Feel My Pain: The Federal Taxpayers’ Subsidy of Bill Clinton
Edward A. Zelinsky is the Morris and Annie Trachman Professor of Law at the Benjamin N. Cardozo School of Law of Yeshiva University. He is the author of The Origins of the Ownership Society: How The Defined Contribution Paradigm Changed America. In the article below he looks at the Clinton’s federal tax returns.
President and Senator Clinton’s federal tax returns provide much fodder for commentators who are debating a diverse set of questions in light of those returns: Has Mr. Clinton understandably maximized his post-presidential income in our celebrity-crazed culture – or has he exploited the presidency for unseemly financial gain? Does the Clintons’ private foundation reflect a worthy model of charitable giving – or the federal fisc’s subsidization of Senator Clinton’s presidential candidacy? Was Mr. Clinton financial relationship with Yucaipa appropriate for a former president – or for the spouse of a prospective president?
The Clintons’ tax returns raise one further issue which also requires public discussion: The federal subsidy the Clintons have received over the last seven years while earning in excess of $100 million. Mr. Clinton’s aggressive pursuit of post-presidential income is incompatible with the extensive public support he has received from federal taxpayers since leaving office. That public support was designed to preclude the nation’s chief executives from facing financial hardship after their terms of office. It was not intended to subsidize the aggressive pursuit of a post-presidential fortune.
The federal taxpayer’s subsidy of Mr. Clinton has several components. First, as a former president, Mr. Clinton is entitled to receive, for the remainder of his life, the salary of a cabinet secretary. That salary is today $191,000 per annum. In addition, as a former president, Mr. Clinton also receives, at taxpayer expense, “suitable office space appropriately furnished and equipped.” Mr. Clinton’s office in New York City costs federal taxpayers over $700,000 per year to lease and operate. Federal taxpayers also defray the salary and benefits for office staff and some of Mr. Clinton’s travel outlays. The General Services Administration currently budgets for all of these costs a yearly total of $1,162,000 for Mr. Clinton. The equivalent annual figures for former President Bush and former President Carter are $786,000 and $518,000 respectively.
In addition, Mr. Clinton is also entitled, at taxpayer expense, to Secret Service protection for the remainder of his lifetime – even though, as president, Mr. Clinton signed legislation limiting Secret Service protection for his successors to the first ten years after they leave office.
For most Americans, Mr. Clinton’s package would constitute a heady lifestyle. For President and Senator Clinton, however, this post-presidential package merely provided a tax-financed base for the aggressive pursuit of unprecedented financial gain for a former chief executive.
Mr. Clinton has apparently treated as tax-free much of the federal largesse he has received. While the Clintons’ federal tax returns report as taxable income his cabinet-level salary payments, he has apparently elected to exclude from his taxable income the other benefits he receives, namely, his federally-financed office, staff, travel costs and protection.
If the Clintons had treated these items as taxable, they most likely would have been reported on their Forms 1040 on line 21 for “other income”. On the Clintons’ 1040 for 2006, line 21 is blank, suggesting that they did not include in income the office, staff, travel costs or protection provided to them by federal taxpayers.
The tax-free treatment of this federal subsidy of Mr. Clinton makes it particularly valuable for him.
This post-presidential package and the federal subsidy it represents were not intended as a conventional deferred compensation arrangement. They instead reflect the judgment that former presidents should not be required to hustle in the marketplace after they leave office.

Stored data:

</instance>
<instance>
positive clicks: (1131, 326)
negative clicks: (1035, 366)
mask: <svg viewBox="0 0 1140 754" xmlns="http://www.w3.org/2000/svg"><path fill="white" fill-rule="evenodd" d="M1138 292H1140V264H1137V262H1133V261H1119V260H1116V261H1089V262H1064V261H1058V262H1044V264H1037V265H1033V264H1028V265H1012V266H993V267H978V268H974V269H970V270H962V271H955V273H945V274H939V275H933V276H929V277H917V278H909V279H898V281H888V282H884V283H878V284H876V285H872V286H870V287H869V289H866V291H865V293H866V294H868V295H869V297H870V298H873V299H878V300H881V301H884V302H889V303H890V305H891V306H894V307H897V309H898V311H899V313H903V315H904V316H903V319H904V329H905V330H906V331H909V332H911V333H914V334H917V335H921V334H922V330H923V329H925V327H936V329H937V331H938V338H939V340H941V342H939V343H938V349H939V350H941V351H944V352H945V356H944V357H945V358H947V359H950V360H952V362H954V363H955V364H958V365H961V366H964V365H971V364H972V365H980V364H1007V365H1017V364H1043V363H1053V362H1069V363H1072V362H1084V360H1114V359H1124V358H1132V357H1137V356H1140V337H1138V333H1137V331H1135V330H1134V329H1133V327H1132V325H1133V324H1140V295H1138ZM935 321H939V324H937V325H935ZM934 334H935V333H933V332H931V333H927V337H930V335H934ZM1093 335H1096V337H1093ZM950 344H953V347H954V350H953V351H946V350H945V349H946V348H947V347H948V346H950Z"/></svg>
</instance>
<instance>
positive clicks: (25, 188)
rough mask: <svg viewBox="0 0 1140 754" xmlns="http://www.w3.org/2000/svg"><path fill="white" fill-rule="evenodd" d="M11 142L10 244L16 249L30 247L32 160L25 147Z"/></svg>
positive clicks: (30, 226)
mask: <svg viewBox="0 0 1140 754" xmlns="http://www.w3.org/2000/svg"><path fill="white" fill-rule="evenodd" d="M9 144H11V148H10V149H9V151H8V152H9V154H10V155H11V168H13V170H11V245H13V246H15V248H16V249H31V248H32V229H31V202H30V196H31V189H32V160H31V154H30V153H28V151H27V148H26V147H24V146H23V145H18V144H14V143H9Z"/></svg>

> **WHAT IS REQUIRED**: Write out, word for word, the passage of the article on the federal subsidy of Bill Clinton starting at "The Clintons’ tax" and ending at "a post-presidential fortune.".

> **YOUR SOLUTION**:
The Clintons’ tax returns raise one further issue which also requires public discussion: The federal subsidy the Clintons have received over the last seven years while earning in excess of $100 million. Mr. Clinton’s aggressive pursuit of post-presidential income is incompatible with the extensive public support he has received from federal taxpayers since leaving office. That public support was designed to preclude the nation’s chief executives from facing financial hardship after their terms of office. It was not intended to subsidize the aggressive pursuit of a post-presidential fortune.